- **Goal**
Reproduce every line of the records below, requests included, adding 93 to each coordinate value in the answers. Leave the numbers in the requests and their format samples unchanged.

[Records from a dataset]
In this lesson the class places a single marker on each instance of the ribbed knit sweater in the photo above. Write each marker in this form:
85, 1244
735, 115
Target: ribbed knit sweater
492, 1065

- **Correct result**
In this lesson the class places a single marker on each instance of the ribbed knit sweater in the photo above. Write each marker in this form:
85, 1244
735, 115
Target: ribbed knit sweater
585, 1158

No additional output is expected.